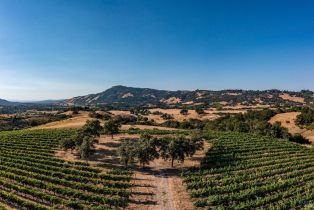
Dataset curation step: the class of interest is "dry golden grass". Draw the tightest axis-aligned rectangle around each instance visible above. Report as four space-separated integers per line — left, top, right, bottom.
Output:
279 93 304 103
269 112 314 142
148 108 219 123
55 134 210 210
31 112 92 129
121 125 178 130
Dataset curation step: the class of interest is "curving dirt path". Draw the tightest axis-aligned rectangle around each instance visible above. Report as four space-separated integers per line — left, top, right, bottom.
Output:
128 143 210 210
55 134 210 210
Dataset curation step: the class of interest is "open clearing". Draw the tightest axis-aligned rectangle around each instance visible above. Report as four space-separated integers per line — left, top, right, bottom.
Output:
56 134 210 210
269 112 314 142
31 112 92 129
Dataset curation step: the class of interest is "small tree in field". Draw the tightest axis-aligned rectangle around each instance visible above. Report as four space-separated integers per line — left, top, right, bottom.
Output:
79 136 95 160
60 138 76 150
118 139 136 167
104 120 121 138
136 134 159 167
161 135 202 167
195 107 205 115
180 108 189 115
81 120 103 137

——————————

Recopiez intégralement toutes les lignes des données ci-dessus en mettant à l'échelle d'un facteur 2,4 chaque coordonnée de rectangle figurant dans les réponses, puis arrondissez-la à l'entier le plus proche, les valeurs en ,5 étant arrondies vers le haut. Ne reproduisez pas les images.

Exercice corrigé.
Dataset curation step: the class of interest is "dry golden grass". Draw the tightest axis-aligned rectangle around each instance visible above. Report as four space-separated integers per line — left, top, right, bottom.
Output:
670 223 730 247
646 269 754 341
355 259 526 295
132 322 504 504
74 269 221 310
290 300 427 312
Dataset curation step: the class of interest is "curving dirt path". Draw the tightest axis-aligned rectangle around each instance visible above. Report as four space-separated integers per line — left, top, right, bottom.
Output:
307 343 504 504
132 322 504 504
Dataset curation step: the class of interest is "open clearing". Draw the tightest axis-aligned rectangle around each instance visible above. Report as four space-separated integers per line — left, top, right, bottom.
Output:
134 322 504 504
646 269 754 341
74 269 221 310
Dataset curation step: the class of interest is "small tree in field". Draw the tightest axis-aligned rectangle around each instance visible above. Report as four space-separated integers per line — left, top, right, bottom.
Output:
190 326 228 384
144 331 182 360
283 334 326 401
250 288 290 331
326 322 382 401
386 324 485 401
468 257 492 276
432 259 454 276
194 288 247 329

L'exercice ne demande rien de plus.